Problem to work on> Lay out as a JSON list of strings the lines running from the one containing "Identify the flat" through the final line of the entries, both ends included. Give one string per line and omit any blank lines.

(Entries drawn from a pointing dataset)
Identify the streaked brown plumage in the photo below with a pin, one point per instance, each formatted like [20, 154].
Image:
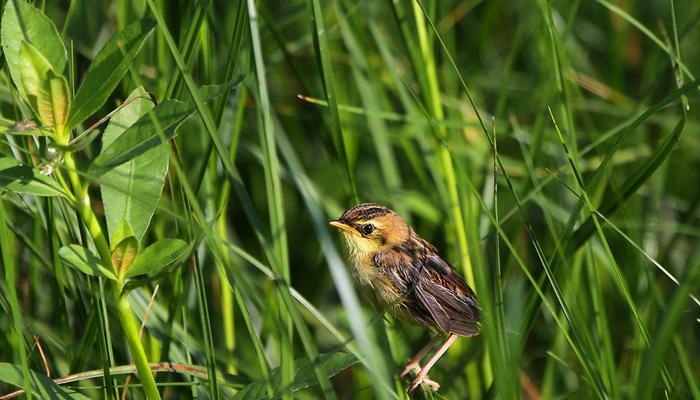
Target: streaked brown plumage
[404, 275]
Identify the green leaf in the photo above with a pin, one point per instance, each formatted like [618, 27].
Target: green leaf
[332, 363]
[34, 68]
[107, 69]
[24, 179]
[131, 191]
[84, 260]
[124, 247]
[41, 385]
[145, 133]
[47, 92]
[22, 22]
[53, 100]
[158, 256]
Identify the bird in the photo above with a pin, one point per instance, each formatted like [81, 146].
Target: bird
[403, 274]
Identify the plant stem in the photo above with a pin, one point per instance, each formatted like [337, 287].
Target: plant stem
[126, 317]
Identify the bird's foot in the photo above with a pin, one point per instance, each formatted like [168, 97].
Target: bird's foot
[411, 366]
[423, 378]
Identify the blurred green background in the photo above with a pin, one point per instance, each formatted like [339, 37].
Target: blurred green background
[405, 104]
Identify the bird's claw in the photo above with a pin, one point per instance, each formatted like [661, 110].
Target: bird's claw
[412, 366]
[423, 378]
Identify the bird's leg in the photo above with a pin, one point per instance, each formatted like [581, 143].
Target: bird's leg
[423, 374]
[414, 364]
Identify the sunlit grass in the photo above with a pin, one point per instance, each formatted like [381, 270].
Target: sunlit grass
[547, 149]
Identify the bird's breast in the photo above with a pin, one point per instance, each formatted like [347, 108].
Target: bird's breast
[374, 280]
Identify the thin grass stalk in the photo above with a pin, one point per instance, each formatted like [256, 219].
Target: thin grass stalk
[328, 81]
[7, 245]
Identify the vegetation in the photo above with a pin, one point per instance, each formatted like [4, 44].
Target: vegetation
[168, 170]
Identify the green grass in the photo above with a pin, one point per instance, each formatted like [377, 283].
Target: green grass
[548, 149]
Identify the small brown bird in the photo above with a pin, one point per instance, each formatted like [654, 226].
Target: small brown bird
[403, 274]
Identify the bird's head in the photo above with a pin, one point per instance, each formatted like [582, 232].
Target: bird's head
[370, 227]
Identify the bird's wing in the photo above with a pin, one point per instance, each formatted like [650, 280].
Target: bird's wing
[452, 293]
[432, 291]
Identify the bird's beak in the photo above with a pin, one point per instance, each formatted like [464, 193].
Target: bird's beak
[344, 227]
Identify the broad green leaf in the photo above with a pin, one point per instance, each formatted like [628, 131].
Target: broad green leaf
[24, 179]
[22, 22]
[53, 100]
[41, 385]
[131, 191]
[84, 260]
[158, 256]
[124, 247]
[107, 69]
[332, 363]
[145, 133]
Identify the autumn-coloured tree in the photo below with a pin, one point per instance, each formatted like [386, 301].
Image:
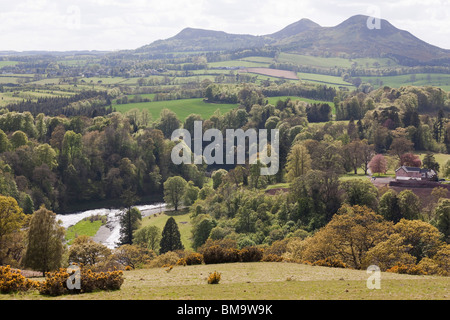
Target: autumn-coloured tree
[378, 164]
[348, 237]
[11, 220]
[410, 160]
[45, 242]
[298, 162]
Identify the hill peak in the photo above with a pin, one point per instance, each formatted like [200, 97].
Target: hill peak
[296, 28]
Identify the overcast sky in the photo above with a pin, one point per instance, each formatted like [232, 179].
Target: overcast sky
[128, 24]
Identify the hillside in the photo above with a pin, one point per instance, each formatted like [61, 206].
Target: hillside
[265, 281]
[351, 38]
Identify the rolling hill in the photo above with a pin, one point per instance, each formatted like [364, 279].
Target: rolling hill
[351, 39]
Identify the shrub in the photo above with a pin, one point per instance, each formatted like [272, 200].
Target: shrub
[194, 259]
[13, 281]
[181, 262]
[251, 254]
[55, 283]
[331, 263]
[407, 269]
[272, 258]
[169, 258]
[214, 278]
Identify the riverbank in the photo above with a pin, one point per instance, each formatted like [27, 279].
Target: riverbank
[108, 234]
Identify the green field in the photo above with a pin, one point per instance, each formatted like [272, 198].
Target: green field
[262, 281]
[183, 108]
[333, 62]
[420, 79]
[182, 219]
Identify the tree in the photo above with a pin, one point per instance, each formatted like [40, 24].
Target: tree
[218, 176]
[174, 189]
[148, 237]
[202, 226]
[367, 153]
[399, 146]
[409, 204]
[86, 251]
[11, 220]
[348, 236]
[298, 162]
[168, 123]
[129, 222]
[442, 213]
[18, 139]
[429, 162]
[378, 164]
[45, 242]
[388, 206]
[354, 154]
[171, 237]
[410, 160]
[360, 192]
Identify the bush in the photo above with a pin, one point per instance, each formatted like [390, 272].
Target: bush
[407, 269]
[331, 263]
[168, 258]
[251, 254]
[55, 283]
[194, 259]
[13, 281]
[214, 278]
[272, 258]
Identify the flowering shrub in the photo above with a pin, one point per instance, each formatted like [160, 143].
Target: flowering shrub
[194, 259]
[55, 283]
[214, 278]
[407, 269]
[251, 254]
[331, 263]
[14, 281]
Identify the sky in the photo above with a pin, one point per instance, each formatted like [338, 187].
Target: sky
[106, 25]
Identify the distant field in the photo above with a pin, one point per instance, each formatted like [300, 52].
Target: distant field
[420, 79]
[333, 62]
[183, 108]
[273, 73]
[182, 219]
[324, 79]
[263, 281]
[238, 63]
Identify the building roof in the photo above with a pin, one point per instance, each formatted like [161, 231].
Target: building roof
[413, 169]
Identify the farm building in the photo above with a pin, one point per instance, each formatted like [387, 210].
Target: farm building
[411, 173]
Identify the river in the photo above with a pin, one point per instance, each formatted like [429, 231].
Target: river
[108, 234]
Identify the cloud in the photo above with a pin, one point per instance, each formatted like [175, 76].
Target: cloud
[129, 24]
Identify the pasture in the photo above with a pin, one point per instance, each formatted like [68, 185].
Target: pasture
[183, 108]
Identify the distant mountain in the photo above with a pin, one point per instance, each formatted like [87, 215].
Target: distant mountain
[295, 29]
[351, 38]
[191, 39]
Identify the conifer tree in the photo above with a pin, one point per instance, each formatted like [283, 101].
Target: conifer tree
[171, 238]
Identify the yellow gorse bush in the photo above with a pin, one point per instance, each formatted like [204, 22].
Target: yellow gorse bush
[13, 281]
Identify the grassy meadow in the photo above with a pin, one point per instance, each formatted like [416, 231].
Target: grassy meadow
[183, 108]
[262, 281]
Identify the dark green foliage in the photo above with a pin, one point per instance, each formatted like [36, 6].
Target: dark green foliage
[171, 238]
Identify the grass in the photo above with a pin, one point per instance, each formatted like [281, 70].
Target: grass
[84, 227]
[183, 220]
[183, 108]
[421, 79]
[264, 281]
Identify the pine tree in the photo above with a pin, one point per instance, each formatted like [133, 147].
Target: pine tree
[45, 242]
[171, 238]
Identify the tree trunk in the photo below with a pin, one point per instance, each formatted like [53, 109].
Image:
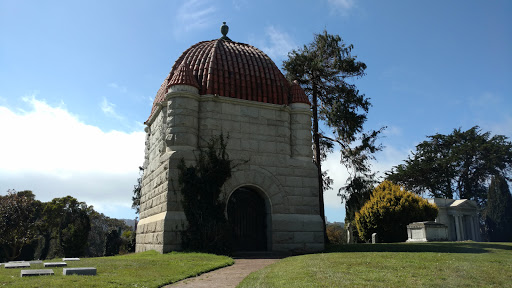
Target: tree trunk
[318, 160]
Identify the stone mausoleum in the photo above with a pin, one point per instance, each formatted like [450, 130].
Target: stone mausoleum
[460, 217]
[222, 86]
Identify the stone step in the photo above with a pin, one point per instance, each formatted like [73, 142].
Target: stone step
[55, 264]
[17, 265]
[36, 272]
[79, 271]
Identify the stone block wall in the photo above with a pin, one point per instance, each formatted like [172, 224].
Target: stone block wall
[270, 146]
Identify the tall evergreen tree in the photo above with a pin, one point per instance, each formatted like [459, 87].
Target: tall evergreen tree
[498, 213]
[323, 69]
[457, 165]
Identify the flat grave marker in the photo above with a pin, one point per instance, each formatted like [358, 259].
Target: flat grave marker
[17, 265]
[55, 264]
[79, 271]
[36, 272]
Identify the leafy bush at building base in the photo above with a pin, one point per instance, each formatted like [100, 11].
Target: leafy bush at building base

The output>
[
  "Identify the flat grave marker in the photo above with a pin, one point per instance, each formatted like [358, 259].",
  "Target: flat grave marker",
  "[17, 265]",
  "[55, 264]",
  "[79, 271]",
  "[36, 272]",
  "Identify the leafy bush at building base in the photo above with a pin, one point per instance, each formatted like [100, 11].",
  "Target: leafy bush at building base"
]